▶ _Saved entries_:
◆ ◆ ◆ ◆

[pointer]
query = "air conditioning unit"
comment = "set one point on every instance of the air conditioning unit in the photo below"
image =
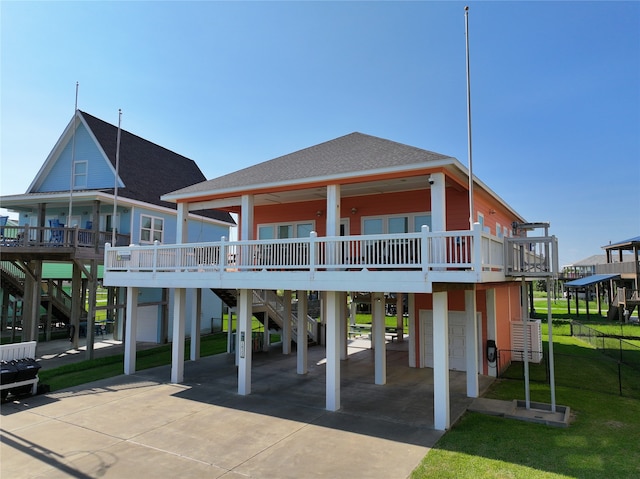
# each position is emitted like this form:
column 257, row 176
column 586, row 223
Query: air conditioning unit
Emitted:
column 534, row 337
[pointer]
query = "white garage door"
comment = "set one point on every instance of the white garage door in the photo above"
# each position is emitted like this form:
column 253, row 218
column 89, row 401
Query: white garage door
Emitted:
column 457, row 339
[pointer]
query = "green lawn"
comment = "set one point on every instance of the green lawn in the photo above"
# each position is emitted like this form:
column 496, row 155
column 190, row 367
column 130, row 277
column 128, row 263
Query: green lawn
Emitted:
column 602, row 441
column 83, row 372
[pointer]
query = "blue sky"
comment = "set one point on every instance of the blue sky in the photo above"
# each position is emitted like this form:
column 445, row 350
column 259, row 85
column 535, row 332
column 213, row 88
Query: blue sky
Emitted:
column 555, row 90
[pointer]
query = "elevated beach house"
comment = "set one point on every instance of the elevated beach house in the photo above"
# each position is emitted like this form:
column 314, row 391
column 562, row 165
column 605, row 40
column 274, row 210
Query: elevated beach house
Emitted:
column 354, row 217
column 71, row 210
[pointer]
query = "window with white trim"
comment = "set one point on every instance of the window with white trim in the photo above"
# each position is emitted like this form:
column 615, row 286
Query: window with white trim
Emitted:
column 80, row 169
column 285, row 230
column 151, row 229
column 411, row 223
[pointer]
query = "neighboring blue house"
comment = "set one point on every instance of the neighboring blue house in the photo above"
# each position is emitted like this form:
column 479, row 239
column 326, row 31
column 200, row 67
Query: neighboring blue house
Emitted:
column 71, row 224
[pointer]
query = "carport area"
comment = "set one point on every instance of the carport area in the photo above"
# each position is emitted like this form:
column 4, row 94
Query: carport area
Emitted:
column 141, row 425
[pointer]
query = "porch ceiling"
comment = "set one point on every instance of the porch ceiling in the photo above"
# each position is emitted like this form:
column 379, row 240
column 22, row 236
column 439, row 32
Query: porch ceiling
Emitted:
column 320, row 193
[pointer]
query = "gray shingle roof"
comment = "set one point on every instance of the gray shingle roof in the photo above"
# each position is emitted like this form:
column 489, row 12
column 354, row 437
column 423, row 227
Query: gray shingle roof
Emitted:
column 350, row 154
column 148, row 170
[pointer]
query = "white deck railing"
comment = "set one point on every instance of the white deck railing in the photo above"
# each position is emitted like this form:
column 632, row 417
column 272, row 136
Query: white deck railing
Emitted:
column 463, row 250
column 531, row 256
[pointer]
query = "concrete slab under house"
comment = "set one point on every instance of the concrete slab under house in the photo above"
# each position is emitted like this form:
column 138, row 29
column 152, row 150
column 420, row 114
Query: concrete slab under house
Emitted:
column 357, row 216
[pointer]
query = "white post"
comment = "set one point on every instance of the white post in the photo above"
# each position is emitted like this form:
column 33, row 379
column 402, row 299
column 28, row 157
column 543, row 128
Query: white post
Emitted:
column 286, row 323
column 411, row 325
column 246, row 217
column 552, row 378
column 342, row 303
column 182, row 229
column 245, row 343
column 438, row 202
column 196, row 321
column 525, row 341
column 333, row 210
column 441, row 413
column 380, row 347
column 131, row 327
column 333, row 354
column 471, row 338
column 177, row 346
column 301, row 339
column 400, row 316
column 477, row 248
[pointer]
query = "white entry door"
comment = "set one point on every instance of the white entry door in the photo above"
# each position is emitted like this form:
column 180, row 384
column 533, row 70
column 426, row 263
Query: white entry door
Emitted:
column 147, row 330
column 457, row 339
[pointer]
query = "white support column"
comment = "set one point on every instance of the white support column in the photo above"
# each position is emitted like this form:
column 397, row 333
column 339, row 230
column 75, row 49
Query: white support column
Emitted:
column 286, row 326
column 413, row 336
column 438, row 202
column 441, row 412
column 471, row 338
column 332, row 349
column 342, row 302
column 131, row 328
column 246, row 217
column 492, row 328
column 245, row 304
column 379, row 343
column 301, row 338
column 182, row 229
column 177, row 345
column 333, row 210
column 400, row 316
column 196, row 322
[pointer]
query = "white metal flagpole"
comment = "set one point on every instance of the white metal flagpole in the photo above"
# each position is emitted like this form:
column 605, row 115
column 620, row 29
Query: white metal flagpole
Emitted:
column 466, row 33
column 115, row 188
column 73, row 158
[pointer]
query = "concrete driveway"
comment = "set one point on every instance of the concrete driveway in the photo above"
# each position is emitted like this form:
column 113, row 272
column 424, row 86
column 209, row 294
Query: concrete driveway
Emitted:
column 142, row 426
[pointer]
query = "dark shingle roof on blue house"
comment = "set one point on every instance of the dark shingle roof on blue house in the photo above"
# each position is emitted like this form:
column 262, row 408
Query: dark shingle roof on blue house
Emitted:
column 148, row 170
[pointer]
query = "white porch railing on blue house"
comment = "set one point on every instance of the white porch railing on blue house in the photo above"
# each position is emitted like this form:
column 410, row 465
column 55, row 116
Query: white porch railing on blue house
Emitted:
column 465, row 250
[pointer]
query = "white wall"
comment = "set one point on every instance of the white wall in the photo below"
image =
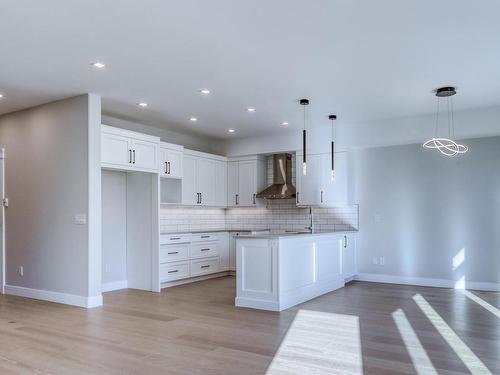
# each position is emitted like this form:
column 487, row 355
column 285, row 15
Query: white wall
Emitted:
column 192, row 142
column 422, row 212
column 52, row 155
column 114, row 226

◆ ◆ ◆ ◆

▶ _Problem details_: Would you please copy exactly the part of the entries above that begins at the line containing "Query: neighboring blue house" and ends at the line containing "column 4, row 94", both lines included?

▶ _Task solution_:
Query: neighboring blue house
Emitted:
column 71, row 224
[pointer]
query = "carport area"
comment = "set one point on every instance of the carport area in the photo above"
# each position is emitted like this form:
column 4, row 94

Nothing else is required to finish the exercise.